# Written problem 1
In the article on the Shostakovich symposium below, who gave the welcoming address?
# Written problem 2
Carry on the article about the Shostakovich symposium from the point where it ends.

IN the end, wisdom prevailed. And Shostakovich,
the composer, won the battle. The international symposium on Shostakovich,
held in Glasgow throughout the weekend, to commemorate the 25th anniversary
of the composer's death and to coincide with the launch of The Herald
Shostakovich Series, proved to be a momentous affair.
Predictably, insults were
hurled, individuals slandered, and their reputations besmirched. At
the outset, the figurehead of one camp concluded by declaring that the
Shostakovich Wars - as they have become known - were worn out and that
the opponents should move on. At the very end, yesterday afternoon,
the leading figure of the opposing camp declared that he was withdrawing
from the conflict after one more conference, next month in the States,
and would speak no further on the subject.
And in between the poles
of opinion the 125 delegates from all over the world - Japan, China,
the United States, Canada, Belgium, Germany, Holland, the UK, and a
huge contingent from Russia and Israel - heard words of wisdom, first
from Scottish composer James MacMillan, in his welcoming address, and
later from a wonderful old Russian professor, himself too ill to attend,
his cool, profound, and infinitely perceptive message delivered for
him by a Scottish academic.
The Shostakovich battle
has raged, for around two decades, over a memoir, entitled Testimony,
allegedly dictated by the composer himself and smuggled out to the west,
which purportedly revealed the composer to have been a secret dissident
through Stalin's reign of terror, and to have encoded that dissidence
within his music. The essence of the argument has always been this:
one camp thinks it's authentic, the other believes it to be a monstrous
fraud perpetrated by Solomon Volkov, the writer who claims it was dictated
to him by Shostakovich.

[A run of records]

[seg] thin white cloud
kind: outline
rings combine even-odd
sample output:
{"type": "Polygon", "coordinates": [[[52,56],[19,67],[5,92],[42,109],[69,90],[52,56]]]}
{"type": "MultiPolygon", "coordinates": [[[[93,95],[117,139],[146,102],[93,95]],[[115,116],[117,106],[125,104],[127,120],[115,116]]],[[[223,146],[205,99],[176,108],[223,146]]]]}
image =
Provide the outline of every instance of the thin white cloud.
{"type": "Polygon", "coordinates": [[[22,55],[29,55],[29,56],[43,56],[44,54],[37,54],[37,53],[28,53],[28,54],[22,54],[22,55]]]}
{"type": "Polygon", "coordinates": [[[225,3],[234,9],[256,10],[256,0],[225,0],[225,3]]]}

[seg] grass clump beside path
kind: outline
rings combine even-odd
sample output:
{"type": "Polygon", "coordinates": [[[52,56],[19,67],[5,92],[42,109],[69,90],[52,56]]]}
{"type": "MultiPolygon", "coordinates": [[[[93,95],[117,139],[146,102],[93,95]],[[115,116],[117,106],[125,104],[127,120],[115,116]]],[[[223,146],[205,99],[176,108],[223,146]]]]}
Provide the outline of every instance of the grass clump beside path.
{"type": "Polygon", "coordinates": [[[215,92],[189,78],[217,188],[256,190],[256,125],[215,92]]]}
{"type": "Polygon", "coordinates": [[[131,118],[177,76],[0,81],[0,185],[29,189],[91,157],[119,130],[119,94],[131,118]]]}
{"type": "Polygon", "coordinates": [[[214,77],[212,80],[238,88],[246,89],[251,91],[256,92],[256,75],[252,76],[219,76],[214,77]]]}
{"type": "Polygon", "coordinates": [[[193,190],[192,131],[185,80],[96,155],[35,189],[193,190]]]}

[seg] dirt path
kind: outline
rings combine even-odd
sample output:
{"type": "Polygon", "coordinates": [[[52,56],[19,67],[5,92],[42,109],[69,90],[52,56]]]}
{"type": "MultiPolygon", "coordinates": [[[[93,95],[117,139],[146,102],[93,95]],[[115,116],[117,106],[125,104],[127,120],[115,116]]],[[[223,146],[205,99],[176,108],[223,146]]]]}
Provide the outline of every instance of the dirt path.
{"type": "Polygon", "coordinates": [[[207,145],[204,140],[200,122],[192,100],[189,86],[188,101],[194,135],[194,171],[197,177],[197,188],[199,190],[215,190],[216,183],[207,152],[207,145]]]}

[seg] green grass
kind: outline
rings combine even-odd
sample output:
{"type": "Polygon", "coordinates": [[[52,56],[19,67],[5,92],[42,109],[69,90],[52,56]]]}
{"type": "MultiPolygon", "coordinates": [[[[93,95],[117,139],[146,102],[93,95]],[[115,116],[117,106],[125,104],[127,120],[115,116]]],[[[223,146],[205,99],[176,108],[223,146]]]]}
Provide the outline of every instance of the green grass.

# Written response 1
The Scottish composer James MacMillan gave the welcoming address.

# Written response 2
Far from being the substance
of dry academic debate, Testimony has become the fulcrum of a series
of blistering diatribes between the two camps. And Professor Richard
Taruskin of the University of California, who is the most bitter opponent
of Testimony, did not miss and hit the wall in his opening keynote speech
on Friday night - given as Glasgow University's flagship Cramb Lecture
- when he lambasted everyone in and out of sight of the argument.
In a hugely entertaining
speech, which ran for almost 100 minutes, he declared the entire symposium
to have been set up as a media event, and a "staged conflict" between
the two camps. Employing the delivery of a US courtroom drama (soap-style),
Taruskin announced that he was "defending scholarship from its enemies
before an audience I must deem to contain enemies".
The insults flew like machine-gun
bullets. Testimony's believers were accused of being a cult, and publisher
Martin Anderson of being "the cult's main facilitator". (Anderson's
response is unprintable.) The co-authors of the book Anderson published
were alleged to have "completely missed the point". Journalist Norman
Lebrecht (not present) was accused of "smear tactics", scholar Ian MacDonald
of being "abysmal" in performance, and the whole pack of being perpetrators
of "a big lie that has spread to the internet, where it flourishes".
Taruskin dismissed them all. "Their dishonesty is as potent as Mr Volkov's,"
he said. "I hold more strongly than ever that Testimony is a fraud."
Perhaps significantly, Professor
Taruskin's speech was wholly about politics and polemics, and didn't
actually include any assessment of Shostakovich's music, or, indeed,
what the good professor thinks of it. He came over as a fundamentalist,
preaching against those who believe that there is an agenda or message
in the composer's music, which, in effect - in an irony that Shostakovich
himself would have appreciated - left the American stranded in a dead-end
alleyway of proscription.
Worst
of all, this character insulted the intelligence of all sophisticated
listeners by condescendingly allowing them to have their "happy catharsis"
with the music, while declaring that "the public impact of the cultists
is our collective problem". Really? Are we such ignorant listeners that
we cannot form an individual, intelligent response to the music?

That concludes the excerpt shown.